_YOUR INSTRUCTIONS_. Go line by line through the entries below and copy those containing the string "wheel".

_SUPPLIED MATERIAL_.
=======

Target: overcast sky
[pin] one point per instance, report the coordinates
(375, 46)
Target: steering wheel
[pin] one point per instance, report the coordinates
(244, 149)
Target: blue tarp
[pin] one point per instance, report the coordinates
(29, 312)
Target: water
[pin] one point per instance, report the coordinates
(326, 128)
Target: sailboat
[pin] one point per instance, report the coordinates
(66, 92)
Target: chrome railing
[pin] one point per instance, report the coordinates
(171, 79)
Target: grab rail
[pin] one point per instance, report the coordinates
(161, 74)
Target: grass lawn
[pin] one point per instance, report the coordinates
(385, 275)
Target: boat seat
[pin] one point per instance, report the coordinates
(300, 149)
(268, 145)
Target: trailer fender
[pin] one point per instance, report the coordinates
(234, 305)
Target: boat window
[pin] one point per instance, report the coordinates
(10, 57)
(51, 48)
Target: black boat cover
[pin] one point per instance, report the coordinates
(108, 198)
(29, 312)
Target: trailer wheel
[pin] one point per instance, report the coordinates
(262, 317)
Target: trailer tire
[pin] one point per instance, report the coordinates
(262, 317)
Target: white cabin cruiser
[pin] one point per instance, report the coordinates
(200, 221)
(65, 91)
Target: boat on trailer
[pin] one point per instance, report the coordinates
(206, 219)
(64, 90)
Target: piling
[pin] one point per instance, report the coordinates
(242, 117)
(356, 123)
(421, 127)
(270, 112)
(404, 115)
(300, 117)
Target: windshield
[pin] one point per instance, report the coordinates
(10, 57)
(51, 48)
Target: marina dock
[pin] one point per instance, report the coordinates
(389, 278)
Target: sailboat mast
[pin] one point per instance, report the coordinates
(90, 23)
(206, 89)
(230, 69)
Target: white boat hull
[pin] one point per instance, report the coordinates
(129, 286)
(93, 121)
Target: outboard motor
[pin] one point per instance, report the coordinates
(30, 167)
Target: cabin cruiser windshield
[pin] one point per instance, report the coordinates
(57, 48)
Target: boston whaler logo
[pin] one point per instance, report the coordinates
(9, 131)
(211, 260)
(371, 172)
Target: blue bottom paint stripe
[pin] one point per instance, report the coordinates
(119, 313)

=======

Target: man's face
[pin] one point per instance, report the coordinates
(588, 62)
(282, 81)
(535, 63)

=======

_ANSWER TO THE EXERCISE_.
Target: steering wheel
Target: trailer wheel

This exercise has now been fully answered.